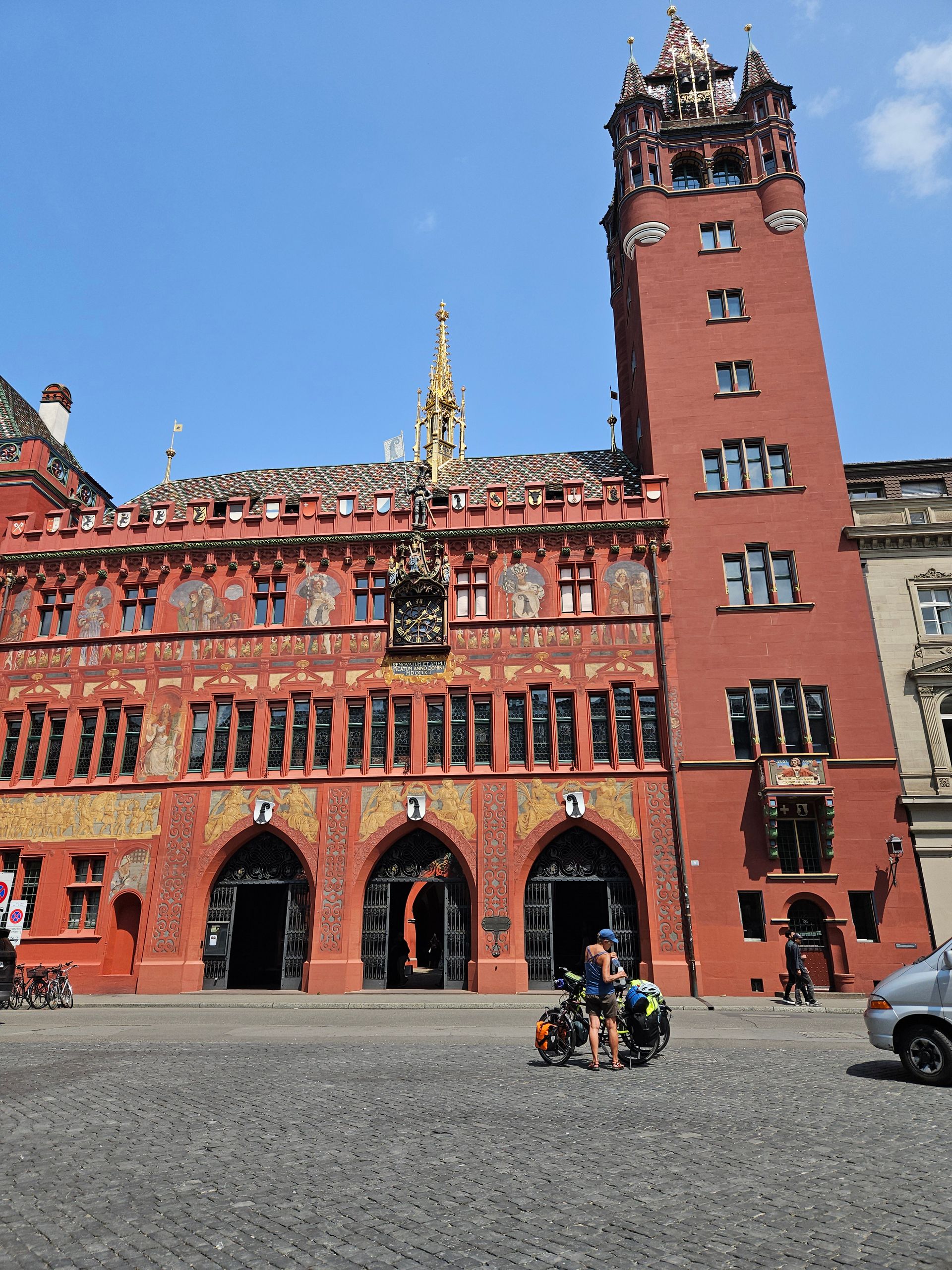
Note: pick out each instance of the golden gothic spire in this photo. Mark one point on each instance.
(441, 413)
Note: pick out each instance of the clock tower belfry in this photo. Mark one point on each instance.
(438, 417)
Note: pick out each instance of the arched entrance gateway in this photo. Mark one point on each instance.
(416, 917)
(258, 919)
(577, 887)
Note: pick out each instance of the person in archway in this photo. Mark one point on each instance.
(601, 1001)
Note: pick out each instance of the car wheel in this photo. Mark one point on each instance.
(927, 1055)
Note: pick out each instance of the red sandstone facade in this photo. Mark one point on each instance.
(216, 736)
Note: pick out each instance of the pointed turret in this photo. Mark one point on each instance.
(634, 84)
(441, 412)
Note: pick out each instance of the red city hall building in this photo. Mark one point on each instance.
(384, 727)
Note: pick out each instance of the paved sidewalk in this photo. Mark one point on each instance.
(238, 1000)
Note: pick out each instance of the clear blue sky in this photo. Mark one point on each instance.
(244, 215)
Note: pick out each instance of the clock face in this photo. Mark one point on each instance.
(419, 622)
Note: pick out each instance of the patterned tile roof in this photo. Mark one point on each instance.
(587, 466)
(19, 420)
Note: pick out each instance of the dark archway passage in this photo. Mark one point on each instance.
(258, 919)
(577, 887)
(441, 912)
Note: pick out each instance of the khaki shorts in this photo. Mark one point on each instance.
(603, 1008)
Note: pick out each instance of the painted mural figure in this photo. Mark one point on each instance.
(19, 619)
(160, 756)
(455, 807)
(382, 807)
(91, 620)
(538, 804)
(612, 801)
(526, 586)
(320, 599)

▶ PROBLEM TO SOLVE
Change every "pick out" in the records to "locate" and leave all other wording as it is. Leave the pictures out of the answer.

▶ RESPONSE TO THIS TASK
Note: locate each instance of the golden gothic spire in this photo. Mark one point on each instance.
(441, 413)
Note: locate each instance of the clock tower belfry in this photo. Mark one point on each instance.
(438, 417)
Note: locate each instance of the arched entrance gateway in this photo. Mark one point on each instance.
(416, 917)
(258, 919)
(577, 887)
Note: locate each instance of the person in archway in this photo. Mark one point on each instance.
(601, 1001)
Note: locate each instance of the car wheel in this photo. Mark one point on each instance.
(927, 1055)
Note: locate each instance of the red sandstone facade in this photo. Mark one point on each instance.
(216, 736)
Note: locate each instance of the pointed turret in this photo. Mark one point on each instance.
(634, 84)
(441, 412)
Note: locate each instance of the red city hall building in this photo. Mark one point on each instance.
(384, 727)
Note: locate each instance of the paved sidewalk in this photo. Mark one point on each instance.
(238, 1000)
Note: locate each instance of the clear blue sky in this photo. Mark one point on each instance.
(244, 215)
Note: locate each instance of the clock face in this photo. Mark one point on each instance.
(419, 622)
Note: locate each instance of the patterned tile roof in this photo. Mark one point on each instance.
(587, 466)
(19, 420)
Note: locate each instance of the dark archway passage in this photo. Mark one point on each instance.
(258, 919)
(577, 887)
(441, 912)
Note: locate each instance of the khaki shorts in this photo. Mark one point on each instance.
(603, 1008)
Note: locate each instance of the painted mural figure in this photo. Mark one point on each instance.
(19, 619)
(160, 756)
(455, 807)
(382, 807)
(91, 620)
(538, 804)
(612, 801)
(526, 586)
(320, 599)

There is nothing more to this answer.